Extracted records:
_____
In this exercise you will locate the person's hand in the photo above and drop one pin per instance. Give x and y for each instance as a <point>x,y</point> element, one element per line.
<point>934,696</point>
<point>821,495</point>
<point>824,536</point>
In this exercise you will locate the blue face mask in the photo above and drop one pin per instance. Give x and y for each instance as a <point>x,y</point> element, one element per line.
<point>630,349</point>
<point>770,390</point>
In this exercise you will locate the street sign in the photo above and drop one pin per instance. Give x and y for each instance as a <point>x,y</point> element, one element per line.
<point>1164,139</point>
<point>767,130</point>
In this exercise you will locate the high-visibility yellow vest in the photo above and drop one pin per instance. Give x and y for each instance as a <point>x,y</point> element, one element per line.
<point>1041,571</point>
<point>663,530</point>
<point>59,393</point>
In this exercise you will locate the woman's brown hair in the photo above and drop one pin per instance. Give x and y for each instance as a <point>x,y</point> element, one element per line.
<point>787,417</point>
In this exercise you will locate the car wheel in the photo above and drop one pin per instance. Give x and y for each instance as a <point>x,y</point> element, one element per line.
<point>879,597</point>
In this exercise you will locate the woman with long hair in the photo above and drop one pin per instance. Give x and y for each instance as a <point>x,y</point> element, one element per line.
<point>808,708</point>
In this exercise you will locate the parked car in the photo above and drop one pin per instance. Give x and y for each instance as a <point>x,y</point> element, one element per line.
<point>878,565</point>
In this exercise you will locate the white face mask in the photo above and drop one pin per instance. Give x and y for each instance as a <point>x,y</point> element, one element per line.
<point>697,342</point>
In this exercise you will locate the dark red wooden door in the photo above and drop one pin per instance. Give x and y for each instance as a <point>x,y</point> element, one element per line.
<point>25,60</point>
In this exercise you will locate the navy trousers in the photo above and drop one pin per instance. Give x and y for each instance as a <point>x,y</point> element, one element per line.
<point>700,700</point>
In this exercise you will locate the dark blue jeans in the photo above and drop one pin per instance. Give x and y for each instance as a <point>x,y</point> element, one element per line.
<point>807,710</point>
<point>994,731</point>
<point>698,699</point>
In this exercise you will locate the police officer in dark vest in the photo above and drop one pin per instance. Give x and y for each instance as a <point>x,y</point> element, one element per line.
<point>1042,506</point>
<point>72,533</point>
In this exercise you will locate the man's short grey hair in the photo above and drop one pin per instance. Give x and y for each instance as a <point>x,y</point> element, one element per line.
_____
• _PROBLEM DESCRIPTION_
What you return must match the records exactly, line for line.

• _COMPLETED TASK_
In this exercise you will locate the person's hand in the photo above and drop one pin per instance. Give x and y for each instance as a <point>x,y</point> element, one element per line.
<point>934,696</point>
<point>821,495</point>
<point>824,536</point>
In this exercise you will locate the blue face mask in the photo above and drop one pin per instance. Give x and y for each instance as a <point>x,y</point> element, one element per line.
<point>630,349</point>
<point>770,390</point>
In this exercise you will locate the street sign in the photo above and drop one pin per instance. Give x and y for each instance as a <point>x,y</point> element, one element per line.
<point>1164,139</point>
<point>767,130</point>
In this exercise you will locate the high-visibility yellow vest in the photo above and drop one pin per instance. Give x and y for each instance as a <point>x,y</point> element, one element per line.
<point>1041,571</point>
<point>663,530</point>
<point>59,393</point>
In this exercise you will locate the woman's brown hair in the photo above and drop one pin per instance. Give x and y for each instance as a <point>x,y</point> element, one element per line.
<point>787,417</point>
In this exercise you will locate the car wheel in the photo above and drop one pin per instance. Give x and y for each instance as a <point>x,y</point> element, one element per line.
<point>879,597</point>
In this exercise you will locate the woman with long hair in the photo above and drop one pin per instance. Give x and y for each instance as a <point>x,y</point> element, one element per line.
<point>808,708</point>
In this exercise you will locate the parked car in the photo above and drop one pin per instance. Give x and y for each instance as a <point>x,y</point> element, one element per line.
<point>878,565</point>
In this exercise you will locate the white face mask in the photo above and drop one pin per instance. Give x and y for each instance as a <point>x,y</point> element, one element per line.
<point>697,342</point>
In this exercise you will locate the dark red wooden door in the photo above and drop one pin per instance. Give x and y for each instance as a <point>x,y</point> element, one element per line.
<point>25,60</point>
In this exercise you will locate the navy trousers in the photo above and drop one pin per instance. Give x and y for each instance as a <point>x,y</point> element, one element per line.
<point>700,700</point>
In this exercise you will locate the dark blue jeans in the photo above and drop one pin per instance. Give x and y for each instance as a <point>x,y</point> element, one element per line.
<point>807,710</point>
<point>994,731</point>
<point>698,699</point>
In this exercise you will locate the police officer in dark vest in the photo above and drop one pin per instance. Give x and y for each instance as a <point>x,y</point> element, one element per line.
<point>1042,506</point>
<point>72,533</point>
In this exercise you will locate the man's short grey hair in the photo above and drop one pin per instance. Give x and y for each instance as a <point>x,y</point> element, one element per line.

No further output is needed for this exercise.